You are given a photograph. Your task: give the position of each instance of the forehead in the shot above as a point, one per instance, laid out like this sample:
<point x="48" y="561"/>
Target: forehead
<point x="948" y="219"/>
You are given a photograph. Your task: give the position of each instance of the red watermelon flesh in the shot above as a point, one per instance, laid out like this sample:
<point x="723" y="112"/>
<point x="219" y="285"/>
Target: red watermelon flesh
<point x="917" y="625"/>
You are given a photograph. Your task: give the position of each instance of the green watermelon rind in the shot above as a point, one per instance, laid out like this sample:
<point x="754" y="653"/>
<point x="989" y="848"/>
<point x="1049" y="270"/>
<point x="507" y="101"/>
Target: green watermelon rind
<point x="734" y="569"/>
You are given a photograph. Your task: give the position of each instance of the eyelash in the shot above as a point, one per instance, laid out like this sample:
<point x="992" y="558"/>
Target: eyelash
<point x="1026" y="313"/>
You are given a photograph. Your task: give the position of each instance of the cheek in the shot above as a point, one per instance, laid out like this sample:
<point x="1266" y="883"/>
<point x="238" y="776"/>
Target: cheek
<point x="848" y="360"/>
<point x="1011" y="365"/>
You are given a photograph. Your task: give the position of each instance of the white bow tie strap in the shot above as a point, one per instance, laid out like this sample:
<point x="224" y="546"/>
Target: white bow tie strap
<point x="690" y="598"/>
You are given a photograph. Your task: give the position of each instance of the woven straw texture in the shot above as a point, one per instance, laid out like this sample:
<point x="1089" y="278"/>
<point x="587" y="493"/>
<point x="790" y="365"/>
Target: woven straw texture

Exercise prompt
Every record shown above must be echoed exactly.

The response
You are given a photograph. Your task: give the position of each instance of the forehead in the shot above as a point, one per instance, laid out like this sample:
<point x="48" y="561"/>
Target: forehead
<point x="948" y="219"/>
You are given a photograph. Your task: give the position of each instance of the red watermelon flesh in the shot above as a point, one per instance, laid out like this sample:
<point x="723" y="112"/>
<point x="219" y="285"/>
Target: red watermelon flesh
<point x="917" y="625"/>
You are given a photograph. Your task: give the position of each instance of the green watermelon rind in the shot above as a point, one per instance, laid out like this sample:
<point x="754" y="653"/>
<point x="989" y="848"/>
<point x="1049" y="270"/>
<point x="507" y="101"/>
Target: green watermelon rind
<point x="734" y="569"/>
You are given a photograph. Your task: give the position of each instance of the eyelash in the shot above as a point, one per instance, laid out like this sample:
<point x="992" y="558"/>
Target: eyelash
<point x="1026" y="313"/>
You are given a photograph. Your task: give the position of each instance of the cheek in the shot above as a point, one per instance, laid out like this sample:
<point x="1266" y="883"/>
<point x="238" y="776"/>
Target: cheek
<point x="848" y="360"/>
<point x="1011" y="365"/>
You are given a photograph. Your task: give the position of each instance of the white bow tie strap in the shot above as a point, one per instance, laid out like this sample:
<point x="224" y="546"/>
Target: white bow tie strap
<point x="690" y="598"/>
You are given a photograph. Your task: give the position of each instance of the woven straw texture in the shot above as a point, one per instance, laid out like this sample:
<point x="1089" y="278"/>
<point x="587" y="493"/>
<point x="790" y="365"/>
Target: woven straw texture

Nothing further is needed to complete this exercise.